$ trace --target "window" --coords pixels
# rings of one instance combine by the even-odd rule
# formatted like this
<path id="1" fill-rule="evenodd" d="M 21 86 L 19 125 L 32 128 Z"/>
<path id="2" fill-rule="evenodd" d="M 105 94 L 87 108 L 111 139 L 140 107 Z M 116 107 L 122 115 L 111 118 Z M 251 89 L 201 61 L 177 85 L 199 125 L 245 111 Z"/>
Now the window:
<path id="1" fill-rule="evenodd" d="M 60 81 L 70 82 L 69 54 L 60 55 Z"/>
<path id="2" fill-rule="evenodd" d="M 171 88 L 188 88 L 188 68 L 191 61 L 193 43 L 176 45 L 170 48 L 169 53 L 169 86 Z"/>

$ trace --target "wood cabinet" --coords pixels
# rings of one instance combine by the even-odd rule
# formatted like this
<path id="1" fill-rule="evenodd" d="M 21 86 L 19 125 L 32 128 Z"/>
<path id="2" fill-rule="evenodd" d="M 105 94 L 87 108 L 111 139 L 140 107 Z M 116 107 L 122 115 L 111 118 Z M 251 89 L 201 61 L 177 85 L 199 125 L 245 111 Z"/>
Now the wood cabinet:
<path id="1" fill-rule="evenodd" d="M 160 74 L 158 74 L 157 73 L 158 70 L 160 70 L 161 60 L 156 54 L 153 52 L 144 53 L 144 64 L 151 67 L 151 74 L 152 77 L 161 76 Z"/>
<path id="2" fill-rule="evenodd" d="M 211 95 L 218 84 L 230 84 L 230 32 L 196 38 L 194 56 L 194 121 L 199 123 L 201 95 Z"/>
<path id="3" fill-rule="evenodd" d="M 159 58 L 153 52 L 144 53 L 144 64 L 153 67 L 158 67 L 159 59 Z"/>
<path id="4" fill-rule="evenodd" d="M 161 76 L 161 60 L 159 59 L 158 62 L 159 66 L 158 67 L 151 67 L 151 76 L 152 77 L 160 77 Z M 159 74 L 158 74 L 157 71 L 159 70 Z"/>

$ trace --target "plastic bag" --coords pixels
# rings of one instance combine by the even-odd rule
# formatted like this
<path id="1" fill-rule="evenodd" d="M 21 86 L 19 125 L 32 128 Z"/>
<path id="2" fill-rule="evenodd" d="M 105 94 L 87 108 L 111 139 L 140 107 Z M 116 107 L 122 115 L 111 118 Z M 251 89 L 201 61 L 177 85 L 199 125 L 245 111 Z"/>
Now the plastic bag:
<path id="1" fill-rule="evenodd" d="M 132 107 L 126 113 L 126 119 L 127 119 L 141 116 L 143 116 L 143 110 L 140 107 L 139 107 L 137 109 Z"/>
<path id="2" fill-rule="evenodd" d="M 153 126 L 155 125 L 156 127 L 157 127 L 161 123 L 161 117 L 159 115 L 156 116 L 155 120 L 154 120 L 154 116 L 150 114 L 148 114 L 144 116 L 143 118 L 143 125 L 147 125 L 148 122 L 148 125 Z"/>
-.-.-
Reproduce the data from its beginning through the line containing "171 88 L 188", including both ends and the requests, and give only those lines. Multiply every polygon coordinate in the answers by 0.85 and round to whole numbers with halves rounded up, leaving the requests and their format samples unchanged.

Solved problem →
$ trace --target "window" --coords pixels
# rings of one instance combine by the even-odd rule
# formatted like this
<path id="1" fill-rule="evenodd" d="M 21 86 L 19 125 L 32 128 Z"/>
<path id="2" fill-rule="evenodd" d="M 105 94 L 87 108 L 111 139 L 140 107 Z M 116 107 L 122 115 L 111 118 Z M 251 89 L 201 61 L 177 85 L 199 125 L 245 111 Z"/>
Now the window:
<path id="1" fill-rule="evenodd" d="M 51 69 L 60 70 L 59 46 L 51 47 Z"/>
<path id="2" fill-rule="evenodd" d="M 145 75 L 160 75 L 160 58 L 162 52 L 164 37 L 150 38 L 145 41 L 144 45 L 144 73 Z"/>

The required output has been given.